┌─ Source material

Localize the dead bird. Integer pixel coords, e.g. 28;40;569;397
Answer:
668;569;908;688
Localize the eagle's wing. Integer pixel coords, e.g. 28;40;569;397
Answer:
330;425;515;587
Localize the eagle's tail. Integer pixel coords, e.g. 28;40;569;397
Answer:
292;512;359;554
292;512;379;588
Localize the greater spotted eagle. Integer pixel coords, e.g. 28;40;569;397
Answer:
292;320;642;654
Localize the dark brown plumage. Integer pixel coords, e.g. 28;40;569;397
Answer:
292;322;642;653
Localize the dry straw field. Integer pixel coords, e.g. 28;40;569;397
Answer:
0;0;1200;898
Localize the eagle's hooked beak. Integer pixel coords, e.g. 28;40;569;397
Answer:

└─

Rewrite the data above, substituting "Locate" for every occurrence of "Localize" and leaving everything else unchanged.

Locate the dead bird. Integer pixel coords, e.g. 28;40;569;397
Answer:
668;569;908;688
Locate the eagle's wing. Integer pixel coords, e.g. 28;40;569;397
Answer:
330;425;515;587
Locate the eagle's tail. Integer pixel coords, e.g. 28;40;569;397
Answer:
292;512;359;554
292;512;379;588
Locate the greater spotted eagle. Integer pixel coords, e.g. 28;40;569;397
Answer:
292;320;642;654
Locate the dark brown plumage. Integer pixel coords, e.g. 28;40;569;397
Answer:
292;322;642;653
Locate the dry straw field. Integer pixel coords, e.g. 28;40;569;397
Answer:
0;0;1200;898
Locate the eagle's hooked beak. Integer pixel coords, e.g. 28;40;569;397
Answer:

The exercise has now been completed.